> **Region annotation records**
** Begin **

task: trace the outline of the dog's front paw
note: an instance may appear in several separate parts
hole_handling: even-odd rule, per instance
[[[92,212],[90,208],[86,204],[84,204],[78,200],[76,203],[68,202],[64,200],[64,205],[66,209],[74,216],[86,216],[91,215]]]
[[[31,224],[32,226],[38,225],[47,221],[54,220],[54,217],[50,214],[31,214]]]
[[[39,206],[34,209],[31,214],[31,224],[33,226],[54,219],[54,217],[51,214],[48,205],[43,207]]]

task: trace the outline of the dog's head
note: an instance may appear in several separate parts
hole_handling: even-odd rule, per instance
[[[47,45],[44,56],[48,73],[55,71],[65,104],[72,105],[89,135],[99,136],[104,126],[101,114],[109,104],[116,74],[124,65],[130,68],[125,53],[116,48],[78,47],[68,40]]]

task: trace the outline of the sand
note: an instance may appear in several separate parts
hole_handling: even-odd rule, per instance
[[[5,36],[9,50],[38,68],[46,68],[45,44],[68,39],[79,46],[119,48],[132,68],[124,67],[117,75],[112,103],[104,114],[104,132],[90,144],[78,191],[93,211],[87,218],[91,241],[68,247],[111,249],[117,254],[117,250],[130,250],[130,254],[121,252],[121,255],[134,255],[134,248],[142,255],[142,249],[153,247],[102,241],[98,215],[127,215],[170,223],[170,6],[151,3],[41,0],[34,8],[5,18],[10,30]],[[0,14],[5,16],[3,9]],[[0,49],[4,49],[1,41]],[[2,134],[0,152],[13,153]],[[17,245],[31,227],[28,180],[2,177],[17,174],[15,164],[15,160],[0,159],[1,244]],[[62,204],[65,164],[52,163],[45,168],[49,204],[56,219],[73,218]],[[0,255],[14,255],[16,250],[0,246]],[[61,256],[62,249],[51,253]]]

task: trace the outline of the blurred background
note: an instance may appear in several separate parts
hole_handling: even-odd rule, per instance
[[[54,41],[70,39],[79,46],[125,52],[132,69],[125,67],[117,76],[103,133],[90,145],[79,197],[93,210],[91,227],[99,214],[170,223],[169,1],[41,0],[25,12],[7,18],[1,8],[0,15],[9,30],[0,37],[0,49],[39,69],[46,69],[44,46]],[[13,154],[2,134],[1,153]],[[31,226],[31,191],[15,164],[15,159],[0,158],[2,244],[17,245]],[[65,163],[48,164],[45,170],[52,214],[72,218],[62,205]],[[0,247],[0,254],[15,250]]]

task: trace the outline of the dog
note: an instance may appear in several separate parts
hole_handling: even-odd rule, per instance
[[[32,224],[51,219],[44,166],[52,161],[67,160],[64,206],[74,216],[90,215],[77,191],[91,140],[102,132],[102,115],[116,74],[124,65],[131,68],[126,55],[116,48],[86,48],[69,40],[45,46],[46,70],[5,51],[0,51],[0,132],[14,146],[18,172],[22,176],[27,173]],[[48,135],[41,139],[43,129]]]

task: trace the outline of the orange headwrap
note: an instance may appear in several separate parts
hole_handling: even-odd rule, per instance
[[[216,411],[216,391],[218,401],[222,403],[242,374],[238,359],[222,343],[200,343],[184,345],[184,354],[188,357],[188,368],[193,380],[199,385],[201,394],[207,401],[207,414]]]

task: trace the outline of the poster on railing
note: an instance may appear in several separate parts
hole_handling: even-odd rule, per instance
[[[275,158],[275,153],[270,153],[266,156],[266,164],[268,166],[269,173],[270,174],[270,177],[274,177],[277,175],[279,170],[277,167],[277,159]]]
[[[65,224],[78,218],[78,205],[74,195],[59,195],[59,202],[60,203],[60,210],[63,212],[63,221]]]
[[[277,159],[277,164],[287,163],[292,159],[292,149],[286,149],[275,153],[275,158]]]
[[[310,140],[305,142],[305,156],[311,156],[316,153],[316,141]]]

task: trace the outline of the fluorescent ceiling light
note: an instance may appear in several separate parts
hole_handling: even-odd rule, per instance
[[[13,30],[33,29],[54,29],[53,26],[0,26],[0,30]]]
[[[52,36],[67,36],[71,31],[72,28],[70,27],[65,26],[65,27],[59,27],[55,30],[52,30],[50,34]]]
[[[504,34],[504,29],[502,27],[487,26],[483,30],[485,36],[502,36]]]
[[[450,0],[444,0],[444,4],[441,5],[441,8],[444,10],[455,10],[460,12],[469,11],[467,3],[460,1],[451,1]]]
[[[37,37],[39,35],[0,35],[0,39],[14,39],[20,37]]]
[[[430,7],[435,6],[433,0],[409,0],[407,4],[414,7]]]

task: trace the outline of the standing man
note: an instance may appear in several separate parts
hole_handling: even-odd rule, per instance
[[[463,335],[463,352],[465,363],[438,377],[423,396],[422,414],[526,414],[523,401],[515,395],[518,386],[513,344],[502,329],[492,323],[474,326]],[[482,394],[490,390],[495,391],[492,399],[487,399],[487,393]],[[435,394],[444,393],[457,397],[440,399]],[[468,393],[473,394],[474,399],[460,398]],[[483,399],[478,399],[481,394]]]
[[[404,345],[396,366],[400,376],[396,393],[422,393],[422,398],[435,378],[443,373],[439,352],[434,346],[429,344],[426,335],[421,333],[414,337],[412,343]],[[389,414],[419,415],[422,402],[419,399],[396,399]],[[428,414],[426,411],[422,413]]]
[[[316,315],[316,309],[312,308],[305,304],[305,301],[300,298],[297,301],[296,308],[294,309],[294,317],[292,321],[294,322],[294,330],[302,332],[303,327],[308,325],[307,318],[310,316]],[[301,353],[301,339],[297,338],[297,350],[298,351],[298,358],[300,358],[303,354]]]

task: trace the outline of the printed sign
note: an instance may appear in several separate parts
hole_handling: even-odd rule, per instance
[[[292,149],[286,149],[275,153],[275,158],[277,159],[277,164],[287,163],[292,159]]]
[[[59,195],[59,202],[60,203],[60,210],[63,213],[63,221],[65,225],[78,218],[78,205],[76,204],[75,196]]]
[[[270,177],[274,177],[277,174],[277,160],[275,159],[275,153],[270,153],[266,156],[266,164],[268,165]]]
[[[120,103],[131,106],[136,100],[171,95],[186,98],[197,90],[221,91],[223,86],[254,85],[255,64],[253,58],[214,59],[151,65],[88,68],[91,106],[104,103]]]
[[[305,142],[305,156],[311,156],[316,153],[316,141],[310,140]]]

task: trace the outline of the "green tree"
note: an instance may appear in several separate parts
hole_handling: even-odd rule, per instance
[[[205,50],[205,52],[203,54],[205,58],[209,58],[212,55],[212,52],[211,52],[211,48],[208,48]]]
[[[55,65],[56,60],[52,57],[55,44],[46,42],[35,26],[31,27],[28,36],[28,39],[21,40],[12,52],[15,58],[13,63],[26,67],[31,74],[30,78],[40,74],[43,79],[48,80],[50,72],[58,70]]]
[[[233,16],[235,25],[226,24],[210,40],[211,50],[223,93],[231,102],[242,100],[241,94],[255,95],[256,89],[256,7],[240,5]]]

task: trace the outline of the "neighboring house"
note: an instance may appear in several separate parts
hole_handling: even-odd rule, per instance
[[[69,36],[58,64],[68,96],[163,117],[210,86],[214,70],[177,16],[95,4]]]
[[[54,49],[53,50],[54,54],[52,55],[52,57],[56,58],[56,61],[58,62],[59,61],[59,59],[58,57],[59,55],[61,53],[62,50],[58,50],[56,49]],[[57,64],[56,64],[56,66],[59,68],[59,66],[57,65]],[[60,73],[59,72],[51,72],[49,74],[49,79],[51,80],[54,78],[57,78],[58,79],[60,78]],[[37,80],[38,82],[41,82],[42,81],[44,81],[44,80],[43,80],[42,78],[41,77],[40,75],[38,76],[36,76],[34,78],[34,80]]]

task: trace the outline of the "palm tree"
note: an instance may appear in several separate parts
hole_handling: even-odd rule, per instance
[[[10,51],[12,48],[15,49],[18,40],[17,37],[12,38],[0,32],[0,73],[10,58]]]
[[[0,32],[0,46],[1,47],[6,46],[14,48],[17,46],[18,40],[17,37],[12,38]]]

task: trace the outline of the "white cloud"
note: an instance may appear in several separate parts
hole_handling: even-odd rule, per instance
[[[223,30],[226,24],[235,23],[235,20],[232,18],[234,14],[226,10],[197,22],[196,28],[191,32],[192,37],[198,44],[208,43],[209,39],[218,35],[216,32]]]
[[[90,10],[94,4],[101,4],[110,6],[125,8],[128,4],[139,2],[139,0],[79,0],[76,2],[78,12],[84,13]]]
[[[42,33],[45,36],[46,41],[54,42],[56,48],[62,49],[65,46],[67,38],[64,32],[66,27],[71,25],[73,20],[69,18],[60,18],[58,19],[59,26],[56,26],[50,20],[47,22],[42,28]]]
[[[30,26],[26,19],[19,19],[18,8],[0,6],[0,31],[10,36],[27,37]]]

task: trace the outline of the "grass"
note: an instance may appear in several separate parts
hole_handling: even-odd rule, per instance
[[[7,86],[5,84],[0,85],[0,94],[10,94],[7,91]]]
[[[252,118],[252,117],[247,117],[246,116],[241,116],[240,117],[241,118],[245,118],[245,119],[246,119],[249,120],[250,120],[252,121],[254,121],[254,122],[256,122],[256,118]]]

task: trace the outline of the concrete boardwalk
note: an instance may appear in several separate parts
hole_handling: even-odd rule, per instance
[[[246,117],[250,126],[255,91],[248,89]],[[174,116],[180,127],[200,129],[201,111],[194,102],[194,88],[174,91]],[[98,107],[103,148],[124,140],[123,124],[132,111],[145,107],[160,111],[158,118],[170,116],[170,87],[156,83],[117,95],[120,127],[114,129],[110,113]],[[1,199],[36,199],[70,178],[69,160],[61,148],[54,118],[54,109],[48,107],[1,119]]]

** End **

> **Problem**
Copy the lines unchanged, starting with the line that contains "task: trace the outline of the fluorescent" and stopping after the line that contains "[[[305,142],[305,156],[311,156],[316,153],[316,141],[310,140]]]".

> **Exercise output**
task: trace the outline of the fluorescent ceiling light
note: an instance may appear in several separate parts
hole_handling: even-odd rule, per instance
[[[13,30],[33,29],[54,29],[53,26],[0,26],[0,30]]]
[[[52,36],[67,36],[71,31],[72,28],[70,27],[65,26],[65,27],[59,27],[55,30],[52,30],[50,34]]]
[[[504,34],[504,29],[502,27],[487,26],[483,30],[485,36],[502,36]]]
[[[450,0],[444,0],[444,4],[441,5],[441,8],[444,10],[455,10],[460,12],[469,11],[467,3],[460,1],[451,1]]]
[[[37,37],[39,35],[0,35],[0,39],[14,39],[20,37]]]
[[[430,7],[435,6],[433,0],[409,0],[407,4],[414,7]]]

task: trace the outline of the standing man
note: an instance may appear in several separate parts
hole_handling: even-odd rule, per instance
[[[463,335],[463,352],[465,363],[438,377],[423,396],[422,414],[526,414],[523,401],[515,395],[518,386],[513,344],[502,329],[492,323],[474,326]],[[482,394],[490,390],[495,391],[492,399],[487,399],[487,393]],[[435,394],[444,393],[457,397],[440,399]],[[468,393],[473,394],[474,399],[460,398]],[[483,399],[478,399],[481,394]]]
[[[404,345],[396,366],[400,376],[396,393],[422,393],[422,398],[435,378],[443,373],[439,352],[434,346],[429,344],[426,335],[421,333],[414,337],[412,343]],[[389,414],[419,415],[422,402],[419,399],[396,399]],[[428,414],[426,411],[422,413]]]
[[[316,315],[316,309],[312,308],[305,304],[305,301],[300,298],[297,301],[296,308],[294,309],[294,317],[292,321],[294,322],[294,330],[302,332],[303,327],[308,325],[307,318],[310,316]],[[301,353],[301,339],[297,338],[297,350],[298,351],[298,358],[300,358],[303,354]]]

task: trace the outline of the printed sign
note: an instance may appear in several separate parts
hole_handling: even-odd rule, per instance
[[[292,149],[286,149],[275,153],[275,158],[277,159],[277,164],[287,163],[292,159]]]
[[[59,195],[59,202],[60,203],[60,210],[63,213],[63,221],[65,225],[78,218],[78,205],[76,204],[75,196]]]
[[[270,177],[274,177],[277,174],[277,160],[275,159],[275,153],[270,153],[266,156],[266,164],[268,165]]]
[[[120,103],[131,106],[136,100],[171,95],[186,98],[197,90],[221,91],[223,86],[254,85],[255,64],[253,58],[214,59],[151,65],[88,68],[91,106],[104,103]]]
[[[305,142],[305,156],[311,156],[316,153],[316,141],[310,140]]]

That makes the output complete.